TEXT EXTRACT:
[start]

Capitalism vs Fun
It seems appropriate that this next section should fall on a holiday, not only because we associate holidays with fun but also because this is part of my fun, something I can't do at work. We live in a culture that tries to engineer employee attitudes with various kinds of workplace "fun"--from the chants at the beginning of the Wal-Mart day, to employee retreats, casual Fridays and birthday celebrations. But none of these things make up for the fact that we are laboring for an abstraction that we half suspect, until we actually learn it, will be used against us.
I struggle with this contradiction as a teacher. The saving grace is that I can actually teach a tool I know, at least to the best of my abilities. But the school setting is not "fun," and most efforts to make it more "fun" are simply distractions from the reminders that we are working in a school setting. Part of why there's a sense of "no fun" hanging over every school hour is the rightful sense, on the part of students, that this institutionalized form of education is probably not the best way to learn anything, that it's a hoop to jump to get out into the real world and really learn a thing or two. Part of why there's a sense of "no fun" is that the teacher has to be delusional not to recognize the truth in that perception. Part of why there's a sense of "no fun" is that both teacher and student know the hoop jumping that's being done guarantees nothing out in a work world where the worker's labor power is being driven down to zero.
So, instead of pretending to have fun, I try to opt for realism and the best parts of humanity--compassion and respect, two things I am not paid to offer my students. But these two things actually do offer me (and I hope my students) some sense of fun in the classroom because acknowledging the ugly realities and the myths of education allows us to conspire in subversive behavior. No doubt, as Lebowitz describes below, the system will conspire to take this wiggle room out of the equation. I can already see where the potential for such honesty will diminish with the online classroom, where every comment is put down in writing.
How do you see the trends Lebowitz describes here where you work or in places where you have worked?
Lebowitz writes:
Why producing under capitalism isn’t fun
54. In other words, it’s not an accident that most of us find the workplace a place of misery—the process of capitalist production cripples us as human beings. But, why can’t workers simply struggle against this? Why can’t they turn the capitalist production process into a place consistent with human development?

[end]

TASK PROMPT: Please rewrite the essay on capitalism and fun, beginning at the words "So, instead of" and stopping after "you have worked?", and swap in "lecture hall" for each "classroom". The records that come next are from a different source.

DATA LISTING:
[start]

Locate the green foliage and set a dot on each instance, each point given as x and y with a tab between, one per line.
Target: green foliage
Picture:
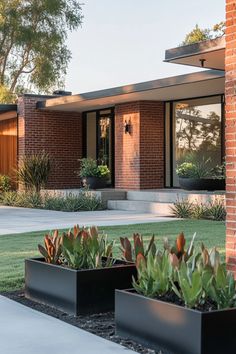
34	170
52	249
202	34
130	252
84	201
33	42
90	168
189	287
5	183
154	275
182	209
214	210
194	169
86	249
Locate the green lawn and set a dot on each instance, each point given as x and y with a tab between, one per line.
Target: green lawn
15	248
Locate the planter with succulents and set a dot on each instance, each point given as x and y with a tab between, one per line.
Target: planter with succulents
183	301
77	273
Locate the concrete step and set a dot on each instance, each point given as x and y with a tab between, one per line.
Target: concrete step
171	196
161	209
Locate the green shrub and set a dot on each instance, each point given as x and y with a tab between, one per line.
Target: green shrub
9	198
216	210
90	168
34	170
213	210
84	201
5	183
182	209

[end]
[start]

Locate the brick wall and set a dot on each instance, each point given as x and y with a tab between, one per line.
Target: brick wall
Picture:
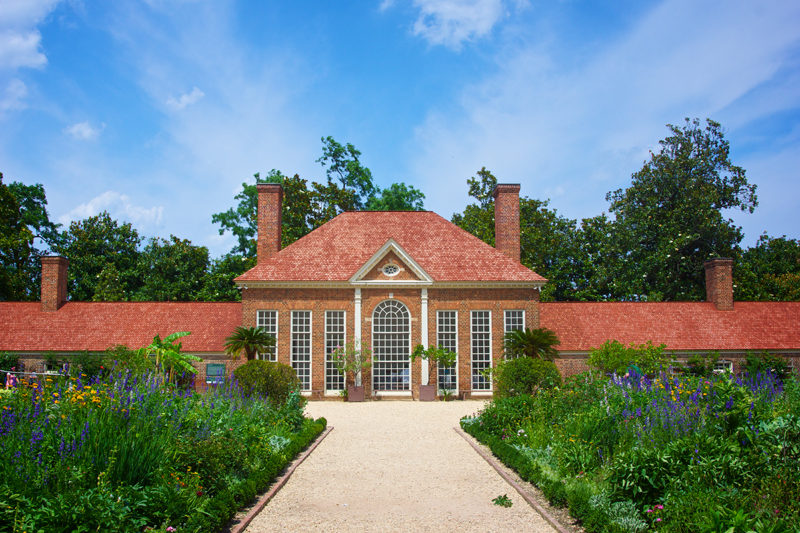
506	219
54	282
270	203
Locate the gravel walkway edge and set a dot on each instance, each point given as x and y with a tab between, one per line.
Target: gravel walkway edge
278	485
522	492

[end]

TASK RESPONSE:
So, instead of pretending to have fun, I try to opt for realism and the best parts of humanity--compassion and respect, two things I am not paid to offer my students. But these two things actually do offer me (and I hope my students) some sense of fun in the lecture hall because acknowledging the ugly realities and the myths of education allows us to conspire in subversive behavior. No doubt, as Lebowitz describes below, the system will conspire to take this wiggle room out of the equation. I can already see where the potential for such honesty will diminish with the online lecture hall, where every comment is put down in writing.
How do you see the trends Lebowitz describes here where you work or in places where you have worked?